----- Input material

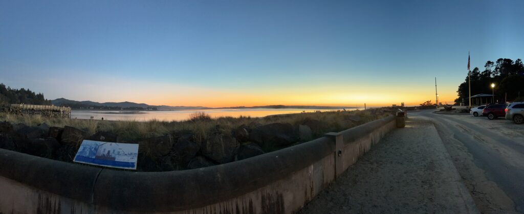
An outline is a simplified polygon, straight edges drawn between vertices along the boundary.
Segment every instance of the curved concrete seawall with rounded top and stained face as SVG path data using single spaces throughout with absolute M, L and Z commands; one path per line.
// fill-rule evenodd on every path
M 242 161 L 157 173 L 0 149 L 0 212 L 292 213 L 394 128 L 391 115 Z

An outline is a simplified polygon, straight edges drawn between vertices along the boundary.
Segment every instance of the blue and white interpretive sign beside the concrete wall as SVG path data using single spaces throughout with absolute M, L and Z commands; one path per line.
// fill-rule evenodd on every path
M 122 169 L 136 169 L 138 144 L 84 140 L 74 162 Z

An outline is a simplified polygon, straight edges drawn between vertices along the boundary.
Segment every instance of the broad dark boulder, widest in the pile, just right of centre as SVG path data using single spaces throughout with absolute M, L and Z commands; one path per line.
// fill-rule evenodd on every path
M 289 123 L 271 123 L 256 127 L 249 133 L 249 140 L 262 146 L 264 150 L 287 146 L 298 142 L 298 136 Z

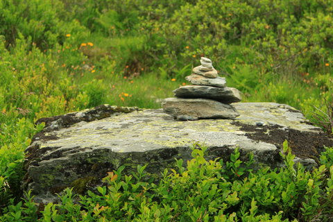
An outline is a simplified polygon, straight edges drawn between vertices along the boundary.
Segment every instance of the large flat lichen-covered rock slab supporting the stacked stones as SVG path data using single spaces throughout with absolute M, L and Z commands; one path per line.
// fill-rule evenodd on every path
M 117 112 L 104 119 L 45 130 L 26 149 L 23 188 L 33 189 L 35 200 L 47 203 L 58 200 L 56 193 L 66 187 L 74 187 L 78 193 L 94 190 L 107 172 L 121 165 L 128 173 L 137 164 L 148 163 L 146 171 L 157 176 L 164 167 L 173 167 L 174 158 L 191 159 L 190 146 L 195 142 L 208 147 L 210 159 L 226 159 L 239 146 L 242 158 L 253 152 L 258 165 L 271 167 L 282 164 L 279 152 L 284 139 L 300 161 L 311 165 L 316 164 L 323 145 L 333 146 L 332 138 L 288 105 L 234 106 L 240 114 L 234 120 L 175 121 L 160 109 Z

----------

Task instructions: Repeat each record exactly, with the pictures left out.

Response:
An outline is a simplified polygon, straight edges drawn between vertices along the boundary.
Segment every instance of the curved concrete seawall with rounded top and stained face as SVG path data using single spaces throughout with absolute M, L and Z commands; one path per line.
// fill-rule evenodd on every path
M 242 161 L 157 173 L 0 149 L 0 212 L 292 213 L 394 128 L 391 115 Z

An outline is a simplified polygon, straight edges drawn between vertices along the boundary.
Segment every instance of the blue and white interpretive sign beside the concrete wall as SVG path data using single spaces throughout with absolute M, L and Z commands; one path per line.
// fill-rule evenodd on every path
M 122 169 L 136 169 L 138 144 L 84 140 L 74 162 Z

An outline is a simplified polygon, straight edges drawn between vertices along the boundary.
Segment every instance of the broad dark boulder, widest in the pile, just right of centre as SVG path data using single spaces throughout with absolute M, L and Z commands; one path per line.
// fill-rule evenodd on every path
M 289 123 L 271 123 L 256 127 L 249 133 L 249 140 L 262 146 L 264 150 L 287 146 L 298 142 L 298 136 Z

An outline is a simplified polygon, straight edges drawn between vertices along the boundary.
Segment every instance of the large flat lichen-covered rock slab supporting the stacked stones as SVG path data using single spaces throughout with absolute M, L and Z commands; one path per line.
// fill-rule evenodd on every path
M 117 112 L 104 119 L 45 130 L 26 149 L 23 188 L 33 189 L 35 200 L 47 203 L 58 200 L 56 193 L 66 187 L 74 187 L 78 193 L 94 190 L 107 172 L 121 165 L 128 173 L 137 164 L 148 163 L 146 171 L 157 176 L 164 167 L 173 167 L 174 158 L 191 159 L 190 146 L 195 142 L 208 147 L 210 159 L 226 159 L 239 146 L 242 158 L 253 152 L 258 165 L 271 167 L 282 164 L 279 152 L 284 139 L 300 161 L 311 165 L 316 164 L 323 145 L 333 146 L 332 138 L 288 105 L 234 106 L 240 114 L 234 120 L 175 121 L 160 109 Z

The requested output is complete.